### To do
Extend the passage on metadata and metainformation, picking up right after its final sentence.

### Excerpted text
────────────────────────────────────────
Metadata and metainformation are two terms widely used interchangeably in various sciences and contexts. Until recently, metainformation was usually held as table footnotes. This was mainly due to the fact that the data producer and/or consumer had underestimated the importance of this kind of information.
When metadata integration in a pre-arranged format became evident, the use of metadata templates was proposed. This was the first attempt to capture metadata in a structured way. This approach was soon adopted since it reduced chances of ambiguous metadata as each field of the templates was well documented. However, they still had limited semantic power, as they cannot express the semantic links between the various pieces of metainformation.
────────────────────────────────────────
(Records from a data source)
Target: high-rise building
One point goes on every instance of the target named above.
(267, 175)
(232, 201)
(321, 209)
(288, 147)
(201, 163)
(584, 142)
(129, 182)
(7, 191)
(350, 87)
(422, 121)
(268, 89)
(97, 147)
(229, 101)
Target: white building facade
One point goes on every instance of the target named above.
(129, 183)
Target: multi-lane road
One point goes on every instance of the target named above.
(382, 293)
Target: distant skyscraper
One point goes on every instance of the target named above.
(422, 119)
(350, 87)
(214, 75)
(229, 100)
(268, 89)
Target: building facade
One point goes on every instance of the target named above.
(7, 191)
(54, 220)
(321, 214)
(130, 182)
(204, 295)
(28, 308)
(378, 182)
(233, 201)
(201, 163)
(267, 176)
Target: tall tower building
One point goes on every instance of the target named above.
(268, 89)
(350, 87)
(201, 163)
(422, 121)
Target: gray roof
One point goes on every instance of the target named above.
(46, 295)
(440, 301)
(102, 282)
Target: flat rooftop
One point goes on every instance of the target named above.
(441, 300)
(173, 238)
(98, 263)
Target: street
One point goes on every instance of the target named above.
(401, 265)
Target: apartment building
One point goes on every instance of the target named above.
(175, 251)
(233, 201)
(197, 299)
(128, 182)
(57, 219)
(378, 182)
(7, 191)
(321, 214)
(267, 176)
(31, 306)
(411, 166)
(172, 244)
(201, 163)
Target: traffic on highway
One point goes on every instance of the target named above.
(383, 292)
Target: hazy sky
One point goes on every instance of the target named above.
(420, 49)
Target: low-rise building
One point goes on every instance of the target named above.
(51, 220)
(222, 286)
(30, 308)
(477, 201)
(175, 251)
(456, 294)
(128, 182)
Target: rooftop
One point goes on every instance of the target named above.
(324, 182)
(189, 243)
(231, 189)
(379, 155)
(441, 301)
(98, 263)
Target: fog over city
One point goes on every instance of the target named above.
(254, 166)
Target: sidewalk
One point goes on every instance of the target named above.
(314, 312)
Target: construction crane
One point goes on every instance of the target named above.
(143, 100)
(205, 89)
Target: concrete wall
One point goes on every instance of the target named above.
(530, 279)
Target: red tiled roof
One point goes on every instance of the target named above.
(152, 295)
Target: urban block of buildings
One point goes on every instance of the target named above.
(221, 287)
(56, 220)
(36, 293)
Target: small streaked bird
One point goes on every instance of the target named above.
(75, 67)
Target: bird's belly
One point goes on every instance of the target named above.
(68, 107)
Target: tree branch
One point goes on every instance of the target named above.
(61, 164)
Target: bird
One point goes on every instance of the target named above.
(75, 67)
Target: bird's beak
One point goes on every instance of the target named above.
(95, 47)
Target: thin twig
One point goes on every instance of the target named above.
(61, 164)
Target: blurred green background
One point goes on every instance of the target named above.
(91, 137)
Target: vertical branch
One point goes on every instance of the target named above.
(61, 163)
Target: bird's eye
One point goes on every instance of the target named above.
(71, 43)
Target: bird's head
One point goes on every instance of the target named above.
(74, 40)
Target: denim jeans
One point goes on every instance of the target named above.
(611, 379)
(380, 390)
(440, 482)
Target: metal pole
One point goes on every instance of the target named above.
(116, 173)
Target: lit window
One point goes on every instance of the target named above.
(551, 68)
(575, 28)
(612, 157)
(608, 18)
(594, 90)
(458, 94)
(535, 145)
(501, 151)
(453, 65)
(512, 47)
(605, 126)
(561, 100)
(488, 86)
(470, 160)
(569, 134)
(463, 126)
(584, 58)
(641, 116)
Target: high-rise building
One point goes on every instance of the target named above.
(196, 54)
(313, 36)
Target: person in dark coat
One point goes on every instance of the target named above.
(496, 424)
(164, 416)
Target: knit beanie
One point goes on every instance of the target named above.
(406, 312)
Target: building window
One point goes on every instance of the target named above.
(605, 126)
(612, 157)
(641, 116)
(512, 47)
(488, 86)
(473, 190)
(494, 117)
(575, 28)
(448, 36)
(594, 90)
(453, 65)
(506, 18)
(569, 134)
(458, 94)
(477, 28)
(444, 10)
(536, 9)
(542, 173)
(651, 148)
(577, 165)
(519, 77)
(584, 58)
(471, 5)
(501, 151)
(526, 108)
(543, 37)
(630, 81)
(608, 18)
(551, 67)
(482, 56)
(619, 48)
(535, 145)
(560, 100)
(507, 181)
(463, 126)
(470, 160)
────────────────────────────────────────
### Written reply
To further increase the benefits of using metadata, attempts have been made to establish ways of automating the processing of statistical data. The main idea behind this task is to translate the meaning of data in a computer-understandable form. A way of achieving this goal is by using large, semantically rich, statistical data/metadata models like the ones developed in Papageorgiou et al (2001, 2002). However, in order to minimize compatibility problems between dispersed systems, the need that emerges is to build an integrated metadata model to manage data in all stages of information processing. The quantifiable benefits that have been proven through the integration of data mining with current information systems can be greatly increased, if such an integrated model is implemented. This is reinforced by the fact that both relational and OLAP technologies have tremendous capabilities for navigating massive data warehouses; nevertheless, brute force navigation of data is not enough. Such an integrated model was developed in Vardaki & Papageorgiou (2004), and it was demonstrated that an abstract, generally applied model, keeping information about storage and location of information as well as data processing steps, is essential for data mining requirements. Other related existing work focuses either mainly on OLAP databases (Pourabbas and Shoshani, 2006) or on semantically rich data models used mainly for data capturing purposes. In these cases, the authors focus their attentions on data manipulations and maximization of the performance of data aggregations.